→ **Consignes**
Pour chacune des affirmations suivantes, indiquez par oui ou par non si elle est conforme à l'extrait sur l'exposition des fables, en citant textuellement les mots de l'extrait qui permettent de trancher : (a) l'exposition est installée le long du sentier Torby ; (b) Jean de La Fontaine est né le 8 juillet 1621 ; (c) l'exposition est ouverte depuis le début du mois de juin.

→ **Extrait fourni**
• • • • • • •
Le temps des fables

Il y a 400 ans naissait Jean de La Fontaine, célèbre pour ses fables qui mettaient en scène un bestiaire varié, allant de la fourmi au bœuf. Pour lui rendre hommage, l’artiste Daniel Richard a mis sur pied une exposition le long du sentier Torby, au cœur des tourbières des Ponts-de-Martel (NE).  Je ne vais pas tout dévoiler, mais j’ai envie de vous donner envie, de prendre du temps, et du bon, pour flâner et méditer au gré des mots d’un autre temps.

Depuis la fin du mois de mai, le sentier Torby dans la tourbière des Ponts-de-Martel accueille une exposition originale : des fables de Jean de La Fontaine, né le 8 juillet 1621. Élégamment mises en scène dans cet écrin de verdure par l’artiste local Daniel Richard, elles m’ont rappelé des leçons de récitations à l’école. Vous savez bien : « La cigale, ayant chanté tout l’été… » Daniel et son épouse Jacqueline se sont associés aux classes de l’école primaire pour donner vie à ces textes d’autrefois. La météo, devenue enfin clémente, nous a permis de parcourir cet sentier que nous connaissons bien pour y dénicher ces fables à regarder, à lire et à admirer.
• • • • • • •
→ **Données**
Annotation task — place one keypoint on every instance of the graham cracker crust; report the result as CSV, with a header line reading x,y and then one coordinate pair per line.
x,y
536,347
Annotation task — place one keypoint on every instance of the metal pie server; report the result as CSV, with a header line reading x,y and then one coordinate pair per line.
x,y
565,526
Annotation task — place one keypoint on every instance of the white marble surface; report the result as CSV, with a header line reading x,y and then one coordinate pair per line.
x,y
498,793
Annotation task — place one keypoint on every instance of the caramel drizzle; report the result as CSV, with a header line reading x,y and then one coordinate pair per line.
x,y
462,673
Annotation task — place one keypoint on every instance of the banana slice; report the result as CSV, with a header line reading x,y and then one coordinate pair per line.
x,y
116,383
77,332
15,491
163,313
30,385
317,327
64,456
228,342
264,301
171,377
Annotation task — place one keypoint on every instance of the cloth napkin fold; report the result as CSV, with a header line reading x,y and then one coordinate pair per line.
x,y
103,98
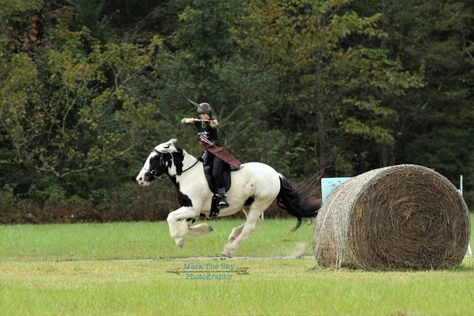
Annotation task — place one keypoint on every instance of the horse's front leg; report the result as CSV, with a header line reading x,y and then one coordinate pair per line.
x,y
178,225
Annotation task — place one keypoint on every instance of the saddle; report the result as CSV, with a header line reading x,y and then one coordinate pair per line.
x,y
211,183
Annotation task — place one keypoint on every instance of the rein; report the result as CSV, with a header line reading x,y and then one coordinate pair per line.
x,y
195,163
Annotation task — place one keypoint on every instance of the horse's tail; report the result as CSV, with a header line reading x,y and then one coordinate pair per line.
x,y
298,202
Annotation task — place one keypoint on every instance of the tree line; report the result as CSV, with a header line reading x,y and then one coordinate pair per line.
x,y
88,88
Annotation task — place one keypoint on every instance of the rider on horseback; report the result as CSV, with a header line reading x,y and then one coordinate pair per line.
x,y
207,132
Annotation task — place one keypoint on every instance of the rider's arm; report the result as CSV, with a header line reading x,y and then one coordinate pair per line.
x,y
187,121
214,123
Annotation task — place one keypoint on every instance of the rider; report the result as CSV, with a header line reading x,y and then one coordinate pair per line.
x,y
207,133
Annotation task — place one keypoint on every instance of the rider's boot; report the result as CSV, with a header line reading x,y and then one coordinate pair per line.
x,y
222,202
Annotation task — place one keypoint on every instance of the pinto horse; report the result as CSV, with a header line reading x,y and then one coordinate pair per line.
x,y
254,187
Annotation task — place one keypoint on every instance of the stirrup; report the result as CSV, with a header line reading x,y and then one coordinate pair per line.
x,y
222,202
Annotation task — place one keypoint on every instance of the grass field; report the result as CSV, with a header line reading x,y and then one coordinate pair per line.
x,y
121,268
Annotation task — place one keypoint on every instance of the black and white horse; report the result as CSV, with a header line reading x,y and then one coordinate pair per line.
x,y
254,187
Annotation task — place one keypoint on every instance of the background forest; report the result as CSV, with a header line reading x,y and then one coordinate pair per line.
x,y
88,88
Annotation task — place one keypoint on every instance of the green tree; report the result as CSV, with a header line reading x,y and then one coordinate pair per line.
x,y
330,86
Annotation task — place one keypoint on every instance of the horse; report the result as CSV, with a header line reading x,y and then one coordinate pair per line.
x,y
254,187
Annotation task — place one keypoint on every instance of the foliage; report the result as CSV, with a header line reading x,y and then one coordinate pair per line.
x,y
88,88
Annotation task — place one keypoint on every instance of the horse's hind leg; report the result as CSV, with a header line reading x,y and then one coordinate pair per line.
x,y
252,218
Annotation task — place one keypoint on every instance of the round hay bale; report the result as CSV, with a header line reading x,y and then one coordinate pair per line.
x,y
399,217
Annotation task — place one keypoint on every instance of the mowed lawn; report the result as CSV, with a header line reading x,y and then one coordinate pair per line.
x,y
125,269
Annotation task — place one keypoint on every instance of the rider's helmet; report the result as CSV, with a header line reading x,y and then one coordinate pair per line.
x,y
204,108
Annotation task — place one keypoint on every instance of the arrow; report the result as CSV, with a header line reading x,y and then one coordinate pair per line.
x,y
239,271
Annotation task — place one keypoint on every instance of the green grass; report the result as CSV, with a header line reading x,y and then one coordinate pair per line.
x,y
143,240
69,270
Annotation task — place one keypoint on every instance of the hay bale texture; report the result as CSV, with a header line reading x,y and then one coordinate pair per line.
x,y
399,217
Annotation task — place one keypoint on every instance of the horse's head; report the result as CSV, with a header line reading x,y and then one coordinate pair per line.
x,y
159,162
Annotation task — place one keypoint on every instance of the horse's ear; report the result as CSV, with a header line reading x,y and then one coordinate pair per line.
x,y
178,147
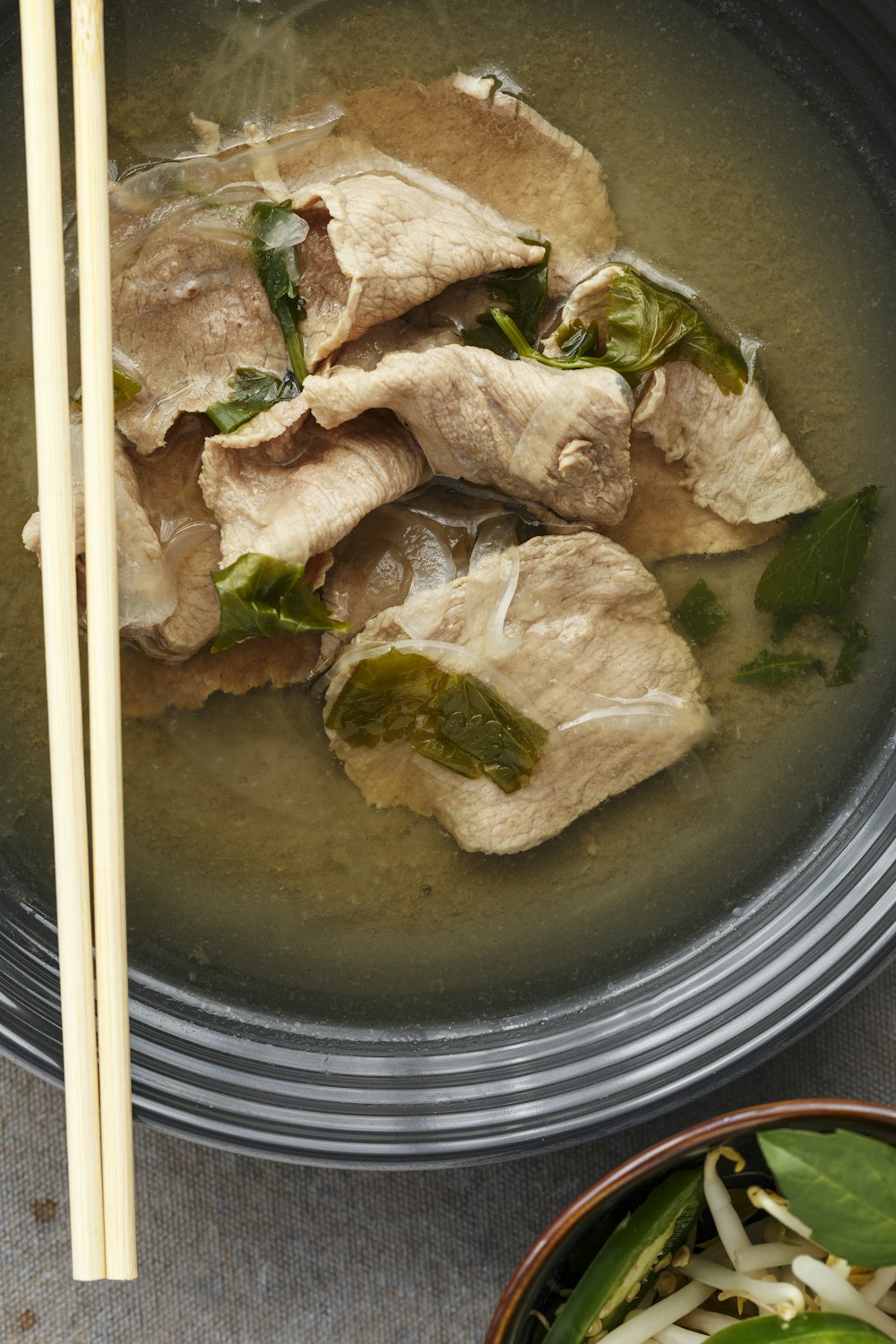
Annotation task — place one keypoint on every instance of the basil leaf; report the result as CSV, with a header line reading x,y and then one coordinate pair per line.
• • • • • • •
→ **Réponse rédigée**
(a) Oui : « une exposition le long du sentier Torby ».
(b) Oui : « né le 8 juillet 1621 ».
(c) Non : « Depuis la fin du mois de mai ».